### Job
Copy the listing below in full, swapping every "Found at" for "Located at" and leaving all other text as it is.

### Records provided
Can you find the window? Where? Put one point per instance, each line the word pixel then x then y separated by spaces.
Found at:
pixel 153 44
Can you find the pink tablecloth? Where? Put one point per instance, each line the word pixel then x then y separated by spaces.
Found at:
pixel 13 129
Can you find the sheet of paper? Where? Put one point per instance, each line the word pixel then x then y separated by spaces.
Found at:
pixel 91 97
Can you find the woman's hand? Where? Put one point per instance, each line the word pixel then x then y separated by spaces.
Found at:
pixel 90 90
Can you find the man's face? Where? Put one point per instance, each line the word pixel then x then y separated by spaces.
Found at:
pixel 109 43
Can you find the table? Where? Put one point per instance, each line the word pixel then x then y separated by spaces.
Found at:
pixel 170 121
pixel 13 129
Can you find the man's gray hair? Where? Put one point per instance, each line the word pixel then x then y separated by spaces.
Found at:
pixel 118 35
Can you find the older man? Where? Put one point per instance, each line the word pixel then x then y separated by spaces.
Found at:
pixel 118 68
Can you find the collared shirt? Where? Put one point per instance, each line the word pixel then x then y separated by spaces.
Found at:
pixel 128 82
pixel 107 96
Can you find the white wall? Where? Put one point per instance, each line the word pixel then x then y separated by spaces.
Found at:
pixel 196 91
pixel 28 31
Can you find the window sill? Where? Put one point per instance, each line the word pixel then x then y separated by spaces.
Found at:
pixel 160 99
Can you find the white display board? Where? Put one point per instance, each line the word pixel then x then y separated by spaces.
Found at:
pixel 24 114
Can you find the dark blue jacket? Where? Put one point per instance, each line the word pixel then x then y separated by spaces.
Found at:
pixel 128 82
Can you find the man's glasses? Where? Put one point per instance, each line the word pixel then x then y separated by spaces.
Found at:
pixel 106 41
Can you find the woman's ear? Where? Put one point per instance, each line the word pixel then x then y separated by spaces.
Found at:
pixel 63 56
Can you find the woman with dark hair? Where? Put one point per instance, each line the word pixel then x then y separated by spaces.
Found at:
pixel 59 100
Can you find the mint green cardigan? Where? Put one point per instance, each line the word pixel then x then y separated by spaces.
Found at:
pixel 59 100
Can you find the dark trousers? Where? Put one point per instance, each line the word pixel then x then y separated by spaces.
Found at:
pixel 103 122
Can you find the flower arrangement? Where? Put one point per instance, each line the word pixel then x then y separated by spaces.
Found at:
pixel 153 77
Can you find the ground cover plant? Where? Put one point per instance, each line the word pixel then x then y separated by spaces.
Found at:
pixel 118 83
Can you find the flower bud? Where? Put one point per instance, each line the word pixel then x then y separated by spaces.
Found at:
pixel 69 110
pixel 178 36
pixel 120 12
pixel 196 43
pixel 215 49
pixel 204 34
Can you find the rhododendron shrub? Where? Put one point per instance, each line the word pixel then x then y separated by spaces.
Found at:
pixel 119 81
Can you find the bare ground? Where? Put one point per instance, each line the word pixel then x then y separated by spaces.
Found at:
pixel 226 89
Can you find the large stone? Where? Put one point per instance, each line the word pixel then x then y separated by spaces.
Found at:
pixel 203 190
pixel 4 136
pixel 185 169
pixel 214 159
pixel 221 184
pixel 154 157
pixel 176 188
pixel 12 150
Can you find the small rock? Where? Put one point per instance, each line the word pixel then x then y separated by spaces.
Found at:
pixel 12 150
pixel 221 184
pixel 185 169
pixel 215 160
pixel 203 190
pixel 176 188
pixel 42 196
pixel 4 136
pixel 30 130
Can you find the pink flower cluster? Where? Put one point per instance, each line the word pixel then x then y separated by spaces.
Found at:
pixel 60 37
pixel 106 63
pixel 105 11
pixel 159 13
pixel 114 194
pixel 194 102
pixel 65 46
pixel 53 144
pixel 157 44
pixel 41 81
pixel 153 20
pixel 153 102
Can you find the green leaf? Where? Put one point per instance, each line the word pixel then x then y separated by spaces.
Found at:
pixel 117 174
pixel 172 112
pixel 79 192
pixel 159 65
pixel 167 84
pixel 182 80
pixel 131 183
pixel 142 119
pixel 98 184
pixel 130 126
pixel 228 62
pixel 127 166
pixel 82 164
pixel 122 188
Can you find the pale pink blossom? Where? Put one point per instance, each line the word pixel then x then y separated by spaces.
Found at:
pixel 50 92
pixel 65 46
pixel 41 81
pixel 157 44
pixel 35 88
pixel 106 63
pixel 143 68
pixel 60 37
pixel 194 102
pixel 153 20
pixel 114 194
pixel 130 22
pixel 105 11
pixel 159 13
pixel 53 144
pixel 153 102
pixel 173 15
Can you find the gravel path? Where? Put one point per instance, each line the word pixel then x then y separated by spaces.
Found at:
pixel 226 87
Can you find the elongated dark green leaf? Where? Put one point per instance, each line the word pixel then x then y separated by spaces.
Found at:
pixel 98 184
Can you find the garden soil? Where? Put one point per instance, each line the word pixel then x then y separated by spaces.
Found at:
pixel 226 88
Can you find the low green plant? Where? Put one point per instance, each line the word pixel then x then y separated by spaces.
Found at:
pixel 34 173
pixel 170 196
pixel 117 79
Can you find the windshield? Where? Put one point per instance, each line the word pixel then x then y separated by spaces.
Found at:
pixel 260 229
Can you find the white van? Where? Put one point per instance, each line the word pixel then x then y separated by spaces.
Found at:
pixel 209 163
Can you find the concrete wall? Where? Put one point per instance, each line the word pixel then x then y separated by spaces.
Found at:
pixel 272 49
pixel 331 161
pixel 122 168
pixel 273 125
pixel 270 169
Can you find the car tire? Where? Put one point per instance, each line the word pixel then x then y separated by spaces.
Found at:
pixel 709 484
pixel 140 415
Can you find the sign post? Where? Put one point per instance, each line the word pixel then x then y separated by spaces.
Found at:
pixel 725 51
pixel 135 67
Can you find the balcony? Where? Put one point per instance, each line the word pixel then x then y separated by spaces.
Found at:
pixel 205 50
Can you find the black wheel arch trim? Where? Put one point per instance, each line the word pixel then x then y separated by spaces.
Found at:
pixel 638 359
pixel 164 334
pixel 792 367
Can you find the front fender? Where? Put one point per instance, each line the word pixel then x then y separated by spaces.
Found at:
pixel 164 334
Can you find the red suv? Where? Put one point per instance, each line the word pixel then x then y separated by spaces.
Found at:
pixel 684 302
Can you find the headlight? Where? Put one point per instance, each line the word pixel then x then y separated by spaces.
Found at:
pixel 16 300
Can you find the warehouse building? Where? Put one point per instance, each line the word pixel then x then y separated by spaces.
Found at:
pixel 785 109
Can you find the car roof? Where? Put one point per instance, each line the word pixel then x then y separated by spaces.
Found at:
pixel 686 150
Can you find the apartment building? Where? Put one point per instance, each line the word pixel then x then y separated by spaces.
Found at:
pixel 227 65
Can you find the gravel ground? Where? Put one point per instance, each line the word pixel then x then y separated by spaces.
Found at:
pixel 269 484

### Result below
Can you find the window? Where? Put one point per instance, each line the word pixel then x then y separated by spaces.
Located at:
pixel 153 44
Can you find the pink tablecloth? Where? Put one point per instance, each line the word pixel then x then y separated by spaces.
Located at:
pixel 13 129
Can you find the sheet of paper? Where? Put one point per instance, each line the word pixel then x then y separated by spaces.
Located at:
pixel 91 97
Can you find the woman's hand? Where? Put one point per instance, each line the word pixel then x then y separated by spaces.
Located at:
pixel 90 90
Can you find the man's face? Where? Put one point per instance, each line the word pixel then x then y separated by spaces.
Located at:
pixel 109 43
Can you find the table? Where? Put one point per instance, each line the word pixel then x then y separated by spaces.
Located at:
pixel 170 121
pixel 13 129
Can you find the man's gray hair? Where? Put one point per instance, each line the word pixel then x then y separated by spaces.
Located at:
pixel 118 35
Can you find the older man? Where? Put one point per instance, each line the word pixel then x then y separated by spaces.
Located at:
pixel 118 68
Can you find the collared shirt? Where? Put one point per instance, each line the word pixel then x then y separated by spaces.
Located at:
pixel 128 82
pixel 107 96
Can you find the white wall? Where? Put one point per instance, each line the word pixel then x then y separated by spaces.
Located at:
pixel 196 91
pixel 28 31
Can you find the window sill? Where? Put one point per instance, each line the word pixel then x then y separated by spaces.
Located at:
pixel 160 99
Can you find the white display board? Where? Put one point per instance, each line the word pixel then x then y separated by spaces.
Located at:
pixel 24 114
Can you find the dark blue jacket? Where? Put one point per instance, each line the word pixel then x then y separated by spaces.
Located at:
pixel 128 82
Can you find the man's glasses? Where? Put one point per instance, each line the word pixel then x then y separated by spaces.
Located at:
pixel 106 41
Can you find the woman's ear? Where? Put one point per instance, each line the word pixel then x then y separated by spaces.
Located at:
pixel 63 56
Can you find the woman with dark hair? Where? Put one point per instance, each line the word pixel then x then y separated by spaces.
Located at:
pixel 59 100
Can you find the mint green cardigan? Where? Put one point per instance, each line the word pixel then x then y separated by spaces.
Located at:
pixel 59 100
Can you find the dark trousers? Where? Put one point per instance, each line the word pixel then x then y separated by spaces.
Located at:
pixel 103 122
Can you find the flower arrangement? Where? Put one point per instance, each line the word pixel then x then y separated by spaces.
Located at:
pixel 153 77
Can you find the ground cover plant? Where? Put one point per instance, each line the word pixel then x then y separated by spaces.
Located at:
pixel 118 83
Can you find the flower bud? Where? Put one point per instance, each line the word pixel then x then y separated by spaces.
Located at:
pixel 69 110
pixel 178 36
pixel 120 12
pixel 196 43
pixel 215 49
pixel 204 34
Can you find the rhododendron shrub? Where? Put one point per instance, each line the word pixel then x then y separated by spaces.
Located at:
pixel 119 81
Can you find the bare ground? Where? Put one point per instance, each line the word pixel then x then y separated by spaces.
Located at:
pixel 226 89
Can you find the large stone? Where? Put one point per instance, each line the word pixel then x then y separated by spaces.
Located at:
pixel 203 190
pixel 4 136
pixel 185 169
pixel 214 159
pixel 221 184
pixel 154 157
pixel 176 188
pixel 12 150
Can you find the small rock? Where? Put one point per instance, each line the word pixel then x then y separated by spaces.
Located at:
pixel 12 150
pixel 221 184
pixel 185 169
pixel 215 160
pixel 203 190
pixel 176 188
pixel 42 196
pixel 4 136
pixel 30 130
Can you find the pink flower cluster? Where? Put one point per instance, each line the word pixel then x then y separated by spaces.
Located at:
pixel 60 37
pixel 106 63
pixel 105 11
pixel 159 13
pixel 114 194
pixel 194 102
pixel 65 46
pixel 53 144
pixel 157 44
pixel 41 81
pixel 153 20
pixel 153 102
Can you find the green leaf? Where? Put one point per instance, each line the word pixel then x then y separated by spaces.
Located at:
pixel 117 174
pixel 172 112
pixel 79 192
pixel 159 65
pixel 167 84
pixel 182 80
pixel 131 183
pixel 142 119
pixel 98 184
pixel 130 126
pixel 228 62
pixel 127 166
pixel 82 164
pixel 122 188
Can you find the pale pink blossom? Where? Put one point per instance, each line the word pixel then x then y separated by spaces.
Located at:
pixel 50 92
pixel 65 46
pixel 41 81
pixel 157 44
pixel 35 88
pixel 106 63
pixel 143 68
pixel 60 37
pixel 194 102
pixel 153 20
pixel 114 194
pixel 130 22
pixel 105 11
pixel 159 13
pixel 53 144
pixel 153 102
pixel 173 15
Can you find the gravel path? Where? Put one point per instance, each line the word pixel then x then y separated by spaces.
Located at:
pixel 226 87
Can you find the elongated dark green leaf? Where? Put one point per instance, each line the word pixel then x then y separated by spaces.
Located at:
pixel 98 184
Can you find the garden soil? Where? Put one point per instance, each line the word pixel then x then y separated by spaces.
Located at:
pixel 226 88
Can you find the low green plant? Where? Put one point per instance, each line the word pixel then x then y separated by spaces.
Located at:
pixel 34 173
pixel 170 196
pixel 117 79
Can you find the windshield? Where? Put one point per instance, each line the word pixel then x then y separated by spaces.
Located at:
pixel 260 229
Can you find the white van? Where? Put one point per instance, each line the word pixel then x then y separated by spaces.
Located at:
pixel 209 163
Can you find the concrete wall? Where? Put one point per instance, each line the word pixel then x then y separated by spaces.
Located at:
pixel 272 49
pixel 331 161
pixel 122 168
pixel 273 125
pixel 270 169
Can you find the car tire? Where? Put one point per instance, each line the word pixel then x then y separated by spaces.
Located at:
pixel 709 484
pixel 140 415
Can you find the sign post? Where? Put one point per instance, each line the word pixel then x then y separated by spaces.
Located at:
pixel 725 51
pixel 135 67
Can you find the balcony? Where? Put one point per instance, each line the word pixel then x then y separated by spaces.
Located at:
pixel 205 50
Can you find the black wheel arch trim? Where? Put one point per instance, each line the word pixel then x then y separated by spaces.
Located at:
pixel 638 359
pixel 164 334
pixel 792 367
Can you find the front fender? Where? Put one point per instance, each line the word pixel then x then y separated by spaces.
Located at:
pixel 164 334
Can you find the red suv? Where? Put one point per instance, each line the word pixel then x then y separated by spaces.
Located at:
pixel 684 302
Can you find the headlight? Where? Put one point per instance, each line the word pixel then x then y separated by spaces.
Located at:
pixel 16 300
Can you find the warehouse building? Where? Put one point per instance, each line the word pixel then x then y separated by spaces.
Located at:
pixel 785 109
Can you find the car roof? Where? Put one point per instance, each line the word pixel then x then y separated by spaces.
Located at:
pixel 686 150
Can you find the apartment building? Where? Put one point per instance, each line the word pixel then x then y separated by spaces.
Located at:
pixel 227 65
Can you find the gravel ground? Where? Put one point per instance, each line the word pixel then x then y separated by spaces.
Located at:
pixel 269 484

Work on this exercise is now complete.